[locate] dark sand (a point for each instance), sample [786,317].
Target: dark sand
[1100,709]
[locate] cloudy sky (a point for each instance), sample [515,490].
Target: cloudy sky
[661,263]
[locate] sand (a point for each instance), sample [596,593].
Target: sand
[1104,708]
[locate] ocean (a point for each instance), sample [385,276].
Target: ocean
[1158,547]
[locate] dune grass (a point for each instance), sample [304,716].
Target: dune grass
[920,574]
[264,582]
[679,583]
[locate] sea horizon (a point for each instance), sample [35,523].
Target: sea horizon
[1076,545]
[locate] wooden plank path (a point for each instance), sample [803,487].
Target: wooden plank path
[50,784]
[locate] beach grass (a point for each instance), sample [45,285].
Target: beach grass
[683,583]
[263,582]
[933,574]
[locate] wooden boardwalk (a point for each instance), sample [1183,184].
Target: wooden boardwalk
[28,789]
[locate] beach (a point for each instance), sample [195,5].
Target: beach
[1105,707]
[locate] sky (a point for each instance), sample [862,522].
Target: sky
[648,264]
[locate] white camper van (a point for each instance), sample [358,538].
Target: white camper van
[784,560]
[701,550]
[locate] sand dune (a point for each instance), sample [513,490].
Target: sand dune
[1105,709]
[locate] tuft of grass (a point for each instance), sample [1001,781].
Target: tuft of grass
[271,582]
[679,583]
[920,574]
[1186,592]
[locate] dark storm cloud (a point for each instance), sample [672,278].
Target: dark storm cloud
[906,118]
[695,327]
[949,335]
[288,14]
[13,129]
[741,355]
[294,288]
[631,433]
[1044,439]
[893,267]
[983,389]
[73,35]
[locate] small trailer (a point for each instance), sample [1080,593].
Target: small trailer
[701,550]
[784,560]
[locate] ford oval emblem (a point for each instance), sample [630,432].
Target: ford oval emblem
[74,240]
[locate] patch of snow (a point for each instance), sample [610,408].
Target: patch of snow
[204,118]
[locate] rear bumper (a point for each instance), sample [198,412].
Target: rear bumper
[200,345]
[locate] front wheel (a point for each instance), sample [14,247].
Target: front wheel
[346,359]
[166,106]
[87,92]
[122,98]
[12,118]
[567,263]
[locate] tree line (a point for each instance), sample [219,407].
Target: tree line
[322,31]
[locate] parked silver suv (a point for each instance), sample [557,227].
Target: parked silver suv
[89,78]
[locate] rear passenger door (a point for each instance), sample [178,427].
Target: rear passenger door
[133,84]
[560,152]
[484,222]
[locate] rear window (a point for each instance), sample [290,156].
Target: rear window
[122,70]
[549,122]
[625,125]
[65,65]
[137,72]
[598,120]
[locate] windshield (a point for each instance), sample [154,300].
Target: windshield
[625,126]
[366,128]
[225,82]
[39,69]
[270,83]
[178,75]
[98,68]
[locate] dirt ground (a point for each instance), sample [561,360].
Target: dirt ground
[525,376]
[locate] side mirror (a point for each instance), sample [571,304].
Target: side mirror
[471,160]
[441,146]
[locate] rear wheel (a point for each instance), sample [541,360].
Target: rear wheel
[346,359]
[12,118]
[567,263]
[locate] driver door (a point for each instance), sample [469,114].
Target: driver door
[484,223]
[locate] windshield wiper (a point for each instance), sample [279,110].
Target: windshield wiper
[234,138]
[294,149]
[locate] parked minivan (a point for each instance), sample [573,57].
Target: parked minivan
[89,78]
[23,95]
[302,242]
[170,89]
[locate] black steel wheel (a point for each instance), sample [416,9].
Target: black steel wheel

*WORK INSTRUCTIONS*
Update the data above by replacing every "sample" with "reference" and leaving everything else unchanged.

*TASK SOLUTION*
[locate] dark sand (a point for each instance), reference [786,317].
Target: dark sand
[1100,709]
[locate] cloudy sky (a point for each instance), reference [515,490].
Target: cloudy sky
[661,263]
[locate] sand (a point for each instance), reference [596,593].
Target: sand
[1104,708]
[locate] ocean (a point for each instance), reference [385,276].
Target: ocean
[1158,547]
[locate] dune grass (a point for each instance), reference [304,716].
Target: dune grass
[920,574]
[264,582]
[679,583]
[locate] sea horizon (a point for each instance), reference [35,523].
Target: sea horizon
[1076,545]
[locate] wooden plank path (a point for each instance), reference [803,487].
Target: wooden plank path
[50,784]
[locate] beach grass (a point for each instance), reference [45,285].
Target: beach grass
[683,583]
[263,582]
[933,574]
[locate] wooden boardwalk (a point for each instance), reference [1183,184].
Target: wooden boardwalk
[28,789]
[locate] beach (a point for each instance), reference [195,5].
Target: beach
[1105,707]
[locate] sky (a point for each instance), reference [862,522].
Target: sky
[648,264]
[locate] white camper van (a point for each instance), reference [358,538].
Target: white camper van
[784,560]
[701,550]
[locate] sand dune (a point for each instance), reference [513,490].
Target: sand dune
[1105,709]
[locate] tuft of grass (a point for each instance), reference [1001,781].
Target: tuft of grass
[271,582]
[679,583]
[920,574]
[1186,592]
[locate] dark storm cloud (a point for each instance), reference [672,278].
Target: dark storm cloud
[906,118]
[695,327]
[949,335]
[288,14]
[13,129]
[741,355]
[294,288]
[631,433]
[1044,439]
[893,267]
[983,389]
[73,35]
[locate] small trailer (a point for each instance), reference [1080,593].
Target: small trailer
[701,550]
[784,560]
[locate] ford oval emblem (a point for each instance), reference [630,432].
Target: ford oval emblem
[74,240]
[locate] patch of snow (a point for each instance), reference [610,408].
Target: patch of snow
[204,118]
[locate] rear bumper (a point for each instance), reference [198,412].
Target: rear bumper
[200,345]
[locate] front wheel (a point for each instance), reference [14,247].
Target: front wheel
[346,359]
[166,106]
[87,92]
[122,98]
[12,118]
[567,263]
[locate] tree line (a point for each instance), reference [219,407].
Target: tree line
[322,31]
[locate] parked silver suv (a point for each instance), reference [557,227].
Target: parked silver suv
[89,78]
[locate] rear passenger door (a point for each instance), reference [178,427].
Target: rear passenger door
[133,84]
[560,152]
[484,222]
[locate] rear window (a point for each instance), reference [290,156].
Target: rear window
[122,70]
[549,122]
[625,125]
[65,65]
[137,72]
[598,120]
[locate] windshield (a point for each instance), reference [154,300].
Target: windshield
[625,126]
[366,128]
[225,82]
[39,69]
[270,83]
[178,75]
[98,68]
[locate] dirt ground (a point for each instance), reference [561,360].
Target: dirt ground
[525,376]
[locate] side mirror (a point for each instance), reference [571,304].
Target: side mirror
[471,160]
[441,146]
[locate] rear wheel (a point for each instance), reference [541,360].
Target: rear wheel
[346,359]
[12,118]
[567,263]
[locate] driver door (a point for each instance), reference [469,114].
Target: driver door
[484,223]
[locate] windshield wiper (a point for each instance), reference [279,110].
Target: windshield wiper
[234,138]
[294,149]
[locate] parked minivan (a point for each instance), reference [573,57].
Target: parked minivan
[89,78]
[23,95]
[302,242]
[170,89]
[locate] black steel wheel (a point for each instance), reference [416,9].
Target: black steel wheel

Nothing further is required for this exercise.